-- begin Supplied entries --

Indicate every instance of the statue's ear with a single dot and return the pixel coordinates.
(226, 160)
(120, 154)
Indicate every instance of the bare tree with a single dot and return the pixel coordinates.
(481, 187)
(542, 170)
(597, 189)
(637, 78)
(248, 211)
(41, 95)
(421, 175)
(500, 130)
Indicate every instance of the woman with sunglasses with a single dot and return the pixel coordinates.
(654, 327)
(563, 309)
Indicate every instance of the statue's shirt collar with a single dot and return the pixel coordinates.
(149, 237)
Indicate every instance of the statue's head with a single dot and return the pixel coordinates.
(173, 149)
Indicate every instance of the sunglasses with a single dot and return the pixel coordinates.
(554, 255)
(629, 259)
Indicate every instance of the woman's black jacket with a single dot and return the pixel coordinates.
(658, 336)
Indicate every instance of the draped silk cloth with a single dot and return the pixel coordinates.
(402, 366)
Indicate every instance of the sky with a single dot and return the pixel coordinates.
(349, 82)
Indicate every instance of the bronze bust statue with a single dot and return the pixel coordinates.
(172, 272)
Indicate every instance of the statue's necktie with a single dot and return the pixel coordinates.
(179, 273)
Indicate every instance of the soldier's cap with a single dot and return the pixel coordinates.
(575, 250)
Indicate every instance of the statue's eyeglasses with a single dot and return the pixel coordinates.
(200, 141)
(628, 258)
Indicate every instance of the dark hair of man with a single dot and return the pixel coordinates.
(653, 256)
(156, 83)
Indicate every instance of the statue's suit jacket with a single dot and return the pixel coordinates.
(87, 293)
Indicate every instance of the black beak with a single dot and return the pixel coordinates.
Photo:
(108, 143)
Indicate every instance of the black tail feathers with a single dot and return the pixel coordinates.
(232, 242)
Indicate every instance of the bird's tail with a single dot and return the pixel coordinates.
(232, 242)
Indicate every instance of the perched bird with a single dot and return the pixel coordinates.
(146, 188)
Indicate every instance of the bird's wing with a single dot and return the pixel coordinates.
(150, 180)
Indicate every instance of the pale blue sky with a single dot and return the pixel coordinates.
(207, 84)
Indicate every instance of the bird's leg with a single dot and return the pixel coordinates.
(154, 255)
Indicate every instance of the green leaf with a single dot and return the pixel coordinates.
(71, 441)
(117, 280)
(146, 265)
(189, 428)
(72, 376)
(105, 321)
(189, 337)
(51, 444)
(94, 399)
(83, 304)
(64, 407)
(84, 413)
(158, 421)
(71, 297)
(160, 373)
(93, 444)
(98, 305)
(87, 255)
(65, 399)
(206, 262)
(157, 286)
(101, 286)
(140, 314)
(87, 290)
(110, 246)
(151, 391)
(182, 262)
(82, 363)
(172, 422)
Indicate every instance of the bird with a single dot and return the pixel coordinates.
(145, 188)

-- end Supplied entries --

> Task to carry out: Revise all the rows above, putting "small cross" wherever "single dot" appears and keeping everything else the same.

> Expected output:
Indicate every instance of the statue's ear with a small cross and return the pixel coordinates.
(226, 160)
(120, 154)
Indicate every instance of the bare tree with a small cross and return the pixel coordinates.
(481, 187)
(542, 170)
(597, 189)
(637, 78)
(248, 211)
(41, 95)
(421, 175)
(500, 130)
Indicate every instance of the woman with sunglasses with a small cross and return the pixel coordinates.
(654, 327)
(563, 309)
Indicate every instance of the statue's shirt collar with a small cross and return the pixel coordinates.
(149, 237)
Indicate every instance of the statue's head with a small cross and return the pixel coordinates.
(173, 149)
Indicate every instance of the sunglasses with a small cross and return the pixel coordinates.
(554, 255)
(629, 259)
Indicate every instance of the woman's black jacket with a small cross and return the pixel coordinates.
(658, 336)
Indicate every instance of the draped silk cloth with a small cross and return the pixel coordinates.
(402, 366)
Indicate every instance of the sky with a small cross and return the pixel coordinates.
(349, 82)
Indicate every instance of the bronze bust statue with a small cross and return the pixel coordinates.
(172, 272)
Indicate every instance of the statue's necktie with a small cross and return the pixel coordinates.
(179, 273)
Indicate every instance of the soldier's cap with a small cross and return the pixel coordinates.
(575, 250)
Indicate every instance of the statue's eyeglasses with a small cross and return the pixel coordinates.
(200, 141)
(628, 258)
Indicate every instance of the dark hair of man with a small cross and return the pixel coordinates.
(653, 256)
(156, 83)
Indicate every instance of the statue's suit jacket with a small cross and return the pixel coordinates.
(87, 293)
Indicate every instance of the black beak with a small cross and return the pixel coordinates.
Photo:
(108, 143)
Indicate every instance of the black tail feathers with a small cross and return the pixel coordinates.
(232, 242)
Indicate every instance of the bird's tail with a small cross and return the pixel coordinates.
(232, 242)
Indicate every instance of the perched bird with a small cross and return the pixel coordinates.
(146, 188)
Indicate every instance of the bird's wing with a small cross and return the pixel coordinates.
(150, 180)
Indicate every instance of the pale blue sky with a small cross and return the pixel coordinates.
(207, 84)
Indicate every instance of the bird's leg with a small cross and return the pixel coordinates.
(154, 255)
Indicate every instance of the green leaf with a small cross and return the pixel coordinates.
(71, 441)
(117, 280)
(146, 265)
(189, 428)
(72, 376)
(105, 321)
(189, 337)
(51, 444)
(94, 399)
(83, 304)
(64, 407)
(84, 413)
(158, 421)
(71, 297)
(160, 373)
(93, 444)
(98, 305)
(87, 255)
(65, 399)
(206, 262)
(157, 286)
(101, 286)
(140, 314)
(87, 290)
(110, 246)
(151, 391)
(182, 262)
(82, 363)
(172, 422)
Indicate every instance of the bird with a small cross and return the pixel coordinates.
(145, 188)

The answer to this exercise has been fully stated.